Instructions to follow —
List every person mentioned by name in the Baylor football passage below.

Document passage —
※ ※ ※

Once again, the Bears looked towards the portal, adding Arkansas receiver Ketron Jackson Jr., who in 2022 caught 16 passes for 277 yards and three touchdowns. The kicker? He’s 6’2″, and a former four-star recruit– just what the doctor ordered for a Baylor team in desperate need of wide receiver production.

Baylor has found itself once again, after a year of turmoil and playing loosy-goosey. Aranda is still a young head coach, with much to learn, but his flexibility and eagerness to adapt makes him a perfect fit for helming a team without a nametag. As Aranda continues on his time in Waco, the Bears enter into unprecedented territory.

Monaray Baldwin has been the Bears’ number one receiver for most of 2022, however his small frame compels the team to try and look elsewhere in order to keep up with the Big 12’s demands of a high-powered offense. (Jerome Miron/USA TODAY Sports)

※ ※ ※

Provided records —
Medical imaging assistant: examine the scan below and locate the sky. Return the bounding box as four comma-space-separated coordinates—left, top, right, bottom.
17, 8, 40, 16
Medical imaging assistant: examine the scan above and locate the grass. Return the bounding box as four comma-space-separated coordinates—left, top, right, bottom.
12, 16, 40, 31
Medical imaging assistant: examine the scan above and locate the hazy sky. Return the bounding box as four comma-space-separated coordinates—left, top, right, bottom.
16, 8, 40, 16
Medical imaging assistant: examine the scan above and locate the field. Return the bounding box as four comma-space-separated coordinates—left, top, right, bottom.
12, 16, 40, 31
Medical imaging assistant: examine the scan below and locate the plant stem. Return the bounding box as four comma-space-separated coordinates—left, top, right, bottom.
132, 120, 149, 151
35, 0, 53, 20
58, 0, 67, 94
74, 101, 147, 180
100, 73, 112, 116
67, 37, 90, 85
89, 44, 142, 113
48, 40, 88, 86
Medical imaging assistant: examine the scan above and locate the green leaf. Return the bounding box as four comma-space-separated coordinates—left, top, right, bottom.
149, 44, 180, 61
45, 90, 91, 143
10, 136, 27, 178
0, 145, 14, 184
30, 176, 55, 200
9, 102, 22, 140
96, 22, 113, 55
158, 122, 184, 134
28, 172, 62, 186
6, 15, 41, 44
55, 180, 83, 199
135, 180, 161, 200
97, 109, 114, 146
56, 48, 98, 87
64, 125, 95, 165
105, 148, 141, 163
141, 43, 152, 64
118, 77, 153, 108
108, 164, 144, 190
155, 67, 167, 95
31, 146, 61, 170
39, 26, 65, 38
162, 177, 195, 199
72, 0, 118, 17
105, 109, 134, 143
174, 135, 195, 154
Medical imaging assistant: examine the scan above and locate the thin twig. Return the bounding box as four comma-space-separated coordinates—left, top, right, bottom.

※ ※ ※

Output of the task —
Ketron Jackson Jr., Aranda, Monaray Baldwin, Jerome Miron